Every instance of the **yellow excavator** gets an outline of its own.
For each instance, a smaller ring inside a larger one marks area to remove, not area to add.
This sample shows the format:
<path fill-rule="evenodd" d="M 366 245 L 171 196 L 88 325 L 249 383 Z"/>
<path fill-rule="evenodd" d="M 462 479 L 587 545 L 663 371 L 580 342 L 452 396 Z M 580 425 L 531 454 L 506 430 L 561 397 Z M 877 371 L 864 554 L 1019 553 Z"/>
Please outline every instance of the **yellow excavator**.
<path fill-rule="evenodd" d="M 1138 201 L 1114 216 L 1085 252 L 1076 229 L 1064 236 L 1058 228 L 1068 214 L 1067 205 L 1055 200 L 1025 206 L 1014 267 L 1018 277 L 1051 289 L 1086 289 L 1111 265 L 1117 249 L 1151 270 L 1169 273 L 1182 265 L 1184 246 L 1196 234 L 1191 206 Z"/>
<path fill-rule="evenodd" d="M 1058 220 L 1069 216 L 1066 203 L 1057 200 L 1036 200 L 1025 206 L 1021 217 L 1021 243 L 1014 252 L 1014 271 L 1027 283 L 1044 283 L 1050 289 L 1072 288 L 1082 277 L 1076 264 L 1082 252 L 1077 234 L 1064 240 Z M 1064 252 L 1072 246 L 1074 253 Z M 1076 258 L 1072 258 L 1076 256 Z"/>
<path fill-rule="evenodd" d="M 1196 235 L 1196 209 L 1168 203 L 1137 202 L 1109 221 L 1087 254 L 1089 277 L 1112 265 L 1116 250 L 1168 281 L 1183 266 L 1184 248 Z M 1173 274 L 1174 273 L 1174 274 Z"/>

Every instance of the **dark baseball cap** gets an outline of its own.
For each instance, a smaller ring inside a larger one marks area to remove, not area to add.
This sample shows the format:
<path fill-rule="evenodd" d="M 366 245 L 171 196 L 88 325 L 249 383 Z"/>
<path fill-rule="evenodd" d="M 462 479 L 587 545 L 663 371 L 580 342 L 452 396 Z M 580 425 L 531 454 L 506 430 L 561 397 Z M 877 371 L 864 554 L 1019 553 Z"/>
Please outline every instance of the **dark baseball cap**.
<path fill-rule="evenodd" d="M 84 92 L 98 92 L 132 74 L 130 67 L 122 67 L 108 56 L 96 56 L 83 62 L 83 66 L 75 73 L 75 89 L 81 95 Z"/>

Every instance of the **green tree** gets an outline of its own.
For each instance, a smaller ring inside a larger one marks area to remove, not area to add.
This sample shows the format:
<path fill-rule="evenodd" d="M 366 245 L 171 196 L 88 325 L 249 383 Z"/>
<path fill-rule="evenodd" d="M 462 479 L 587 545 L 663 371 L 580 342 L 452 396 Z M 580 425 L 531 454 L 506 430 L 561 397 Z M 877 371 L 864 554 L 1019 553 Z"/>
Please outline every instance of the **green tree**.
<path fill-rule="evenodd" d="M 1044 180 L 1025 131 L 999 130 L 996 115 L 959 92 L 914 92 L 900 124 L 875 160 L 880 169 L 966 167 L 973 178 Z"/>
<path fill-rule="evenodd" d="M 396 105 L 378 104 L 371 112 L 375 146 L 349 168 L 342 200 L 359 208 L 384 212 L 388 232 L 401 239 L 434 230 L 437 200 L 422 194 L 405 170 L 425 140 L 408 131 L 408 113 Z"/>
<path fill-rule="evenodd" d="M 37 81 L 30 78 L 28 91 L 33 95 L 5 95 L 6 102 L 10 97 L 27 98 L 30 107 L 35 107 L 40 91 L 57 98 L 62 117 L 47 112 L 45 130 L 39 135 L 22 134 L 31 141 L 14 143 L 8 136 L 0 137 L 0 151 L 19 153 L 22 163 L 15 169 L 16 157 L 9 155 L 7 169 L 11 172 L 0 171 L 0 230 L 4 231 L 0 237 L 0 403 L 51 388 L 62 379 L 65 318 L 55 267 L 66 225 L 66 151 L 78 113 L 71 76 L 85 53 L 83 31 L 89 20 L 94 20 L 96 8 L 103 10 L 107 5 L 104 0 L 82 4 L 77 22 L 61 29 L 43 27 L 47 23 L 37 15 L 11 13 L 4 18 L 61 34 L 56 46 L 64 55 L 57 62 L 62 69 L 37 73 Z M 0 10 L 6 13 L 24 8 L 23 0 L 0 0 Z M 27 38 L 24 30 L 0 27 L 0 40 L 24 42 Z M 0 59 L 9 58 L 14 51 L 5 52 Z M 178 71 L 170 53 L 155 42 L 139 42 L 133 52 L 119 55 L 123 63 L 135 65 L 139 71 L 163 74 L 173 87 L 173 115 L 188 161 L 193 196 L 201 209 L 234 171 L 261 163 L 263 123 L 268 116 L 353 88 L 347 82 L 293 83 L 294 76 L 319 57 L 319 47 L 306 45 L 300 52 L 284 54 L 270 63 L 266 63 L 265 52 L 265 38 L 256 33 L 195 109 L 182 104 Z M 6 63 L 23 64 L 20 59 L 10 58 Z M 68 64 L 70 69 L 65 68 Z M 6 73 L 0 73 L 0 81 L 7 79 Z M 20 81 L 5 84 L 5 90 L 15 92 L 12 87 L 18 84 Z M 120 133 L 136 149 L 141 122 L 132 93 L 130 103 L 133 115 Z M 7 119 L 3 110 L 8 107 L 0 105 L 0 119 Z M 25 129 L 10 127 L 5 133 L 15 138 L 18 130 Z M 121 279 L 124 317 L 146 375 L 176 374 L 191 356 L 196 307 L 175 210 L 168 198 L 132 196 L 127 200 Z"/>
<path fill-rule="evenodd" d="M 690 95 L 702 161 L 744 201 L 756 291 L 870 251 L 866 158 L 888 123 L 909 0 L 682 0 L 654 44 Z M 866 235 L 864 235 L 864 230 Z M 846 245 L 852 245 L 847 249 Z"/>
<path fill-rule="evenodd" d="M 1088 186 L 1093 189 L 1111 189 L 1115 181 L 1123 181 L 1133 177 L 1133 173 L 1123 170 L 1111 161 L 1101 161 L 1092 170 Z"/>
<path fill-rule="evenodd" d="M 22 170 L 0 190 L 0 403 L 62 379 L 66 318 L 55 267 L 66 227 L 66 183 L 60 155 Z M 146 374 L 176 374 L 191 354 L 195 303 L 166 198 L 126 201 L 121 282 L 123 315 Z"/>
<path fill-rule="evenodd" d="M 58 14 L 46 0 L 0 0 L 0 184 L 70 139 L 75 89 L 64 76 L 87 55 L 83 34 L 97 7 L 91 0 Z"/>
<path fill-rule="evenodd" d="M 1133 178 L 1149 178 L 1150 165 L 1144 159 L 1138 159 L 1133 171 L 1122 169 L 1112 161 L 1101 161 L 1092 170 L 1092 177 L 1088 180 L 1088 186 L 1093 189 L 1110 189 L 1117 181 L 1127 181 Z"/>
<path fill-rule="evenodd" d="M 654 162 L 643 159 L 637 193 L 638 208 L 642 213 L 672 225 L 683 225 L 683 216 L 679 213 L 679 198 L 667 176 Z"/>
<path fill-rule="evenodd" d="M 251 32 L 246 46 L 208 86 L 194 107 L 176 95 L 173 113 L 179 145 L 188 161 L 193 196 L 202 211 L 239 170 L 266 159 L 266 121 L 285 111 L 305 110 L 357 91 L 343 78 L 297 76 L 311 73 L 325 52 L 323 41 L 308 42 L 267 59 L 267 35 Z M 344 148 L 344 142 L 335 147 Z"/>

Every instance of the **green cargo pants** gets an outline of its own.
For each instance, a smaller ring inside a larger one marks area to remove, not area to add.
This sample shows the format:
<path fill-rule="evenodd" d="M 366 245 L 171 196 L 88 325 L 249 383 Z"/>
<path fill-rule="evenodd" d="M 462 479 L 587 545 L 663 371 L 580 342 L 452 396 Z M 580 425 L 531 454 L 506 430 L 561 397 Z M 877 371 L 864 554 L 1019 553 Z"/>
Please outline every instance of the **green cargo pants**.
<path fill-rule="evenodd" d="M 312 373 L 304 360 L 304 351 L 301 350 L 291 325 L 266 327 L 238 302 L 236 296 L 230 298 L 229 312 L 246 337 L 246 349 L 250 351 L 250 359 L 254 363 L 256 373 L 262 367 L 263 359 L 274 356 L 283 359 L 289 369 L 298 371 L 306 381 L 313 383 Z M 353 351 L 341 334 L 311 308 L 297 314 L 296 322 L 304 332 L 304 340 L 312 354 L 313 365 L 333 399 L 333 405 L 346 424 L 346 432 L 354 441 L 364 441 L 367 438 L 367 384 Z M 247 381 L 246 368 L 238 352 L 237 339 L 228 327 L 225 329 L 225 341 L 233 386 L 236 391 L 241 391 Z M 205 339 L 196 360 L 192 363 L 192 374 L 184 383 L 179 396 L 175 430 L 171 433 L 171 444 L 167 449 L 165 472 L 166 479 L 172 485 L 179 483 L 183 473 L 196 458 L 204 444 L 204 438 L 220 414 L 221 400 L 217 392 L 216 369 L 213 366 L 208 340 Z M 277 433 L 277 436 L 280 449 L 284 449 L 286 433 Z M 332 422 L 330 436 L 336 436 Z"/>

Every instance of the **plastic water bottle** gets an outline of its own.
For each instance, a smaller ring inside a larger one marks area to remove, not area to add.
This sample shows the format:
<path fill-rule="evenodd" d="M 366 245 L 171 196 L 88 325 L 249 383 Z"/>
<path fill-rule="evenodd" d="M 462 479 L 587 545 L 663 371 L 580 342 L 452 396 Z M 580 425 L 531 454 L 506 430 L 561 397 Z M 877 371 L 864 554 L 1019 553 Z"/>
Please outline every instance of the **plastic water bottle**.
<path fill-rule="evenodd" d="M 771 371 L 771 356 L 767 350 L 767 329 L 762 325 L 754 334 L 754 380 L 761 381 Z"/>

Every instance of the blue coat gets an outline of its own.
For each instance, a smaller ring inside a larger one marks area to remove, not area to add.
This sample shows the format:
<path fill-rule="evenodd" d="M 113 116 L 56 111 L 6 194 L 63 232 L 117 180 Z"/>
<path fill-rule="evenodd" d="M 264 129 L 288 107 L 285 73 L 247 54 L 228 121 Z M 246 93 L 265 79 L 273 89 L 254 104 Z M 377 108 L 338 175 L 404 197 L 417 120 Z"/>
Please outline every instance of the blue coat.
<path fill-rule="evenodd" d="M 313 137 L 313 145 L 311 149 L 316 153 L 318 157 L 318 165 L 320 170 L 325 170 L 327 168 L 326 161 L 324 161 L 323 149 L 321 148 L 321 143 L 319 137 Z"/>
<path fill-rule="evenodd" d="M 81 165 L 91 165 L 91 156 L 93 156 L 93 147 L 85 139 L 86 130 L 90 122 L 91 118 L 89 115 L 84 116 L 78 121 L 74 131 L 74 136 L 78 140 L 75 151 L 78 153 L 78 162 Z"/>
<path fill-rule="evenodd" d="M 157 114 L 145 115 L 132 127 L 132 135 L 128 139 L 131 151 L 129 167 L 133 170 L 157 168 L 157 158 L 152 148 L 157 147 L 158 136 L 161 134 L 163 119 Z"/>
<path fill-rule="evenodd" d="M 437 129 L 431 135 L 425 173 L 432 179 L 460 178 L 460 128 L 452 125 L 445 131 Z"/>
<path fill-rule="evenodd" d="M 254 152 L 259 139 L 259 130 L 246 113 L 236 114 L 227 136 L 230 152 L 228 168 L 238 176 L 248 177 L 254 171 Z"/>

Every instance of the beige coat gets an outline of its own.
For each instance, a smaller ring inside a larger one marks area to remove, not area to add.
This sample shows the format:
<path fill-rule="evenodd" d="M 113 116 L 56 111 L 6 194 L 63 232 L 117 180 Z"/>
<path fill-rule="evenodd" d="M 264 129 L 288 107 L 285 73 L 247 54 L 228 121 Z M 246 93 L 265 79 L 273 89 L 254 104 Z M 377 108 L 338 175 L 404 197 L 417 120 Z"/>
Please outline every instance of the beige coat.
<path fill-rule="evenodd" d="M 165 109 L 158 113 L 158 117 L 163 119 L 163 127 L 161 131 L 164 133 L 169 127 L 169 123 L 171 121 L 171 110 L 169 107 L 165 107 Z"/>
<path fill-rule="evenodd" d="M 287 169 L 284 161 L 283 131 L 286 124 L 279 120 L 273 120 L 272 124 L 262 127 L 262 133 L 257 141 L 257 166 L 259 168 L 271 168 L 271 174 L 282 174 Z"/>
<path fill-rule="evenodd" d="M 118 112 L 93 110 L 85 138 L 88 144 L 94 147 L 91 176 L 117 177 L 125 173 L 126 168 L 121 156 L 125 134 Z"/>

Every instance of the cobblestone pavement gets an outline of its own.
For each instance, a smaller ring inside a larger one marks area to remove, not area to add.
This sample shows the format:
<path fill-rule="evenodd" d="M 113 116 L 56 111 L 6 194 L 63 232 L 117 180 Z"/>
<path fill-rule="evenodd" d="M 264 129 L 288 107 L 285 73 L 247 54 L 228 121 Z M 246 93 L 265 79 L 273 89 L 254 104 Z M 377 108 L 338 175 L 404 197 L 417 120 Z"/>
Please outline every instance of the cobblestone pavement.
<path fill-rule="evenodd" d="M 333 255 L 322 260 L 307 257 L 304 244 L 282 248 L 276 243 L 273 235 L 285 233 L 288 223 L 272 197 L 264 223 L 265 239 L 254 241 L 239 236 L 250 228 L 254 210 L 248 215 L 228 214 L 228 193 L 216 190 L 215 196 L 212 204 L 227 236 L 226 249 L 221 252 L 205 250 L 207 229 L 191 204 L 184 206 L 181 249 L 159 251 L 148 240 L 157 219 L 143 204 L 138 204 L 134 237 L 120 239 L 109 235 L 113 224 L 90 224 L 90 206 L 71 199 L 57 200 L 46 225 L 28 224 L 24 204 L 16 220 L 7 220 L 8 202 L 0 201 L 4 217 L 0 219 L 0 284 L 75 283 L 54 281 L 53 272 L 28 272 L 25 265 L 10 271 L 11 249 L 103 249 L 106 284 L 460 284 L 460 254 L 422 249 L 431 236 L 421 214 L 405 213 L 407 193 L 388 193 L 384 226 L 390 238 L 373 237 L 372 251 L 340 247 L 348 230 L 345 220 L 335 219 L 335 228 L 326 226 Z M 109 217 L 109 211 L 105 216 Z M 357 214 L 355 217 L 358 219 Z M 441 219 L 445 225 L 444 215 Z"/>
= = =
### What to do
Take the line that contains "Every instance of the cobblestone pavement gets" and every line after it to the end of the entries above, and reproduce them exactly.

### Response to the task
Every instance of the cobblestone pavement gets an outline of its own.
For each instance, a smaller ring inside a larger one marks area to remove, not area to add.
This sample shows the format:
<path fill-rule="evenodd" d="M 113 116 L 56 111 L 6 194 L 63 232 L 117 180 Z"/>
<path fill-rule="evenodd" d="M 264 129 L 288 107 L 285 73 L 247 54 L 228 121 Z M 246 93 L 265 79 L 273 89 L 254 104 Z M 377 108 L 338 175 L 404 197 L 417 120 Z"/>
Please outline every instance of the cobblestone pavement.
<path fill-rule="evenodd" d="M 333 255 L 322 260 L 307 257 L 304 244 L 282 248 L 276 243 L 273 235 L 285 233 L 288 223 L 272 197 L 264 223 L 265 239 L 254 241 L 239 236 L 250 228 L 254 210 L 248 215 L 228 214 L 228 193 L 216 190 L 215 196 L 212 204 L 227 236 L 226 249 L 221 252 L 205 250 L 207 229 L 191 204 L 184 206 L 181 249 L 159 251 L 148 240 L 157 219 L 143 204 L 138 204 L 134 237 L 120 239 L 109 235 L 113 224 L 90 224 L 90 206 L 71 199 L 57 200 L 46 225 L 28 224 L 24 204 L 16 220 L 7 220 L 8 202 L 0 201 L 4 217 L 0 219 L 0 284 L 75 283 L 54 281 L 53 272 L 28 272 L 25 265 L 10 271 L 11 249 L 103 249 L 106 284 L 460 284 L 460 254 L 422 249 L 431 236 L 421 214 L 405 213 L 407 193 L 388 193 L 384 226 L 390 238 L 373 237 L 372 251 L 340 247 L 348 230 L 345 220 L 335 219 L 335 228 L 326 226 Z M 109 217 L 109 211 L 105 216 Z M 357 214 L 355 217 L 358 219 Z M 441 219 L 445 225 L 444 215 Z"/>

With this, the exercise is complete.